### [The records]
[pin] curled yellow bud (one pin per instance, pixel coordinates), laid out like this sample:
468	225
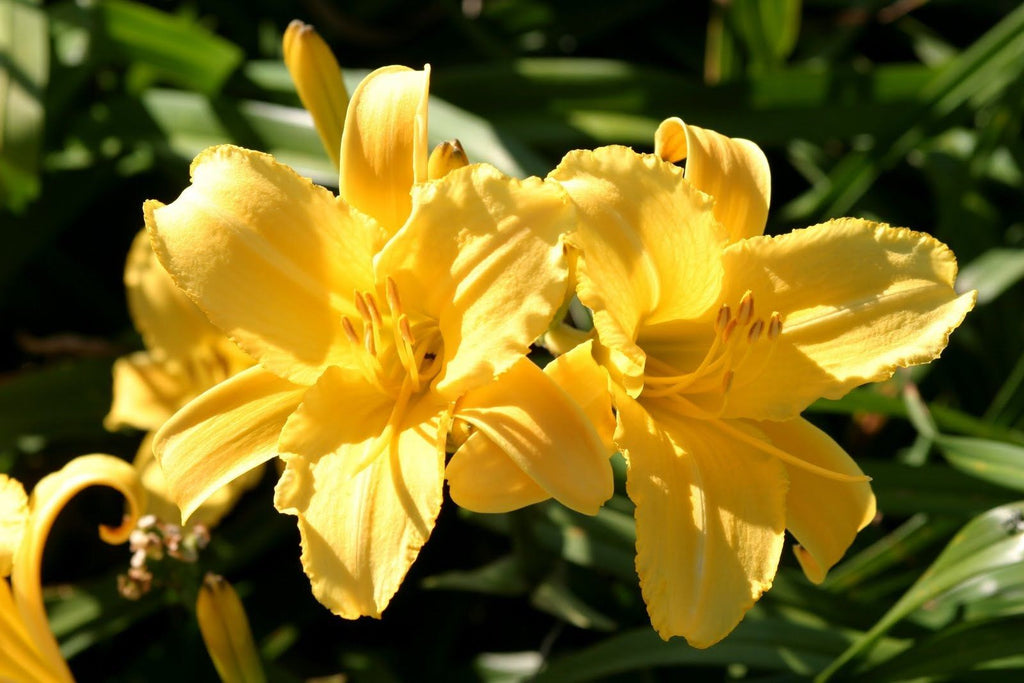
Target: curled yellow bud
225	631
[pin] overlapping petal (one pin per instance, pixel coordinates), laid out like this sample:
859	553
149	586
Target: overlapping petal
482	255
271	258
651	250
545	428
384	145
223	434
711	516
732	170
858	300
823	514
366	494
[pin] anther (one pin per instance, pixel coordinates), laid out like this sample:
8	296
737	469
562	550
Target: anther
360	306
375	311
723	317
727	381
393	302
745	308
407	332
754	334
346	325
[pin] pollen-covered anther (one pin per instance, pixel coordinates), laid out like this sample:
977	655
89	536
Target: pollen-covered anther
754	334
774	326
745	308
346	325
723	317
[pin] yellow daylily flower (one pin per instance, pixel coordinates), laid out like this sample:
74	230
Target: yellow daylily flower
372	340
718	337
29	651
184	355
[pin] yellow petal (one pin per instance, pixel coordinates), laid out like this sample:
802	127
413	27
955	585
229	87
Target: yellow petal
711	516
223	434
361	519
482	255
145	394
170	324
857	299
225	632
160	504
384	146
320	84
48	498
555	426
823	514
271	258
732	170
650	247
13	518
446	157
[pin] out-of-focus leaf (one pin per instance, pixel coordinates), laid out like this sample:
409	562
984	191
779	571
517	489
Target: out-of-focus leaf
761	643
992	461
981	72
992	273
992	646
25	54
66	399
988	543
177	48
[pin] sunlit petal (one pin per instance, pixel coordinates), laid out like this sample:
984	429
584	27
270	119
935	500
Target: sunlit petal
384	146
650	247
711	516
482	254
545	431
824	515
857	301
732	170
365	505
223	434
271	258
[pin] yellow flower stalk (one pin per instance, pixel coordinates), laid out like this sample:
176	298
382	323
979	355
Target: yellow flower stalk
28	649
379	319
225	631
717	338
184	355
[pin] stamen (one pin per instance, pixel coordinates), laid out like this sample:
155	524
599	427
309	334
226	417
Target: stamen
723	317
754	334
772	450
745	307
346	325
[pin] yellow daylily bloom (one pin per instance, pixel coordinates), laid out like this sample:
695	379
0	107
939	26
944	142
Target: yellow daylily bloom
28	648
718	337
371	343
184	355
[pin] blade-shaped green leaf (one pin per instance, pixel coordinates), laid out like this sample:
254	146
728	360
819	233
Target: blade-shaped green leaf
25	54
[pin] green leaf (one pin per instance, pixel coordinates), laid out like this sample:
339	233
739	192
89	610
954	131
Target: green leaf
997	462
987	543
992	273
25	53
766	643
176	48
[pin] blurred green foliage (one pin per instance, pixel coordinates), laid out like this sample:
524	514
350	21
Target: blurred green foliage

### [Aim of the exercise]
Without the pictures, print the records in full, exactly as they appear.

### [Solution]
[pin] curled yellow bud (one pin per instance, pixel coordinates), laid out like this sample:
468	225
Target: curled yellow bud
225	631
[pin] overlapping petal (one pin per instance, pixel coordinates), laid out like this sample:
859	553
149	586
Target: overlapping petal
482	255
271	258
651	250
545	428
384	145
223	434
711	516
732	170
858	300
823	514
366	494
[pin] anther (one pin per instance, pixel coordinates), laid out like this sample:
8	296
737	469
562	550
Target: anther
360	306
375	311
723	317
727	381
393	302
745	308
407	332
754	334
346	325
[pin] pollen-covered anther (one pin per instance, pixel coordinates), laid out like this sample:
977	655
89	536
Target: pollen-covered anther
754	334
774	326
745	308
346	325
723	317
[pin] yellow daylily flower (one pin per instance, pixel coordinates), laid out like this sample:
74	230
Target: yellow daylily flower
372	340
718	337
29	651
184	355
[pin] yellow petal (one pin per instance, pixel coordinates), laid out like this sample:
802	127
413	27
955	585
229	87
Target: yellow petal
711	516
223	434
361	519
482	255
145	394
170	324
857	299
225	632
160	504
384	146
320	84
48	498
555	426
823	514
271	258
732	170
650	247
13	518
446	157
[pin] out-of-focus leaf (one pin per instance, pixel coordinates), laid out like this sample:
409	562
984	191
779	571
517	489
Target: out-of-focus leaf
761	643
992	461
981	72
992	273
992	646
25	54
66	399
988	543
177	48
[pin] sunlit petal (one pin per instance, pixel coordinates), laid out like this sample:
984	429
584	27
270	119
935	500
Target: sunlit petal
384	146
650	247
711	516
482	254
545	431
824	515
857	301
732	170
365	505
223	434
271	258
[pin] yellow flower stalk (one pin per instance, pixel coordinates), laid out like this sample:
176	298
382	323
979	355
Target: yellow flower stalk
28	649
379	319
225	631
717	338
184	355
[pin] stamen (one pin per instance, pixel coordinates), laid out like this sample:
155	524
599	427
309	334
226	417
Target: stamen
723	317
754	334
772	450
745	307
346	325
[pin] yellow daylily bloom (one pin per instance, pixel coordinates), laid out like this sample:
695	379
0	107
939	26
944	142
Target: yellow daylily bloom
28	648
718	337
371	343
184	355
[pin] blade-shaped green leaf (one pin per instance, pixel coordinates), laid out like this sample:
254	146
728	360
819	233
Target: blade-shaped green leaf
25	54
[pin] green leaf (one pin per instance, pixel coordinates), laid out like this sample:
339	233
739	192
89	610
954	131
Target: green leaf
997	462
987	543
992	273
25	53
766	643
176	48
[pin] blurred green foliage (one pin per instance, pixel coordinates), laid out like this sample:
524	514
350	21
Target: blurred green foliage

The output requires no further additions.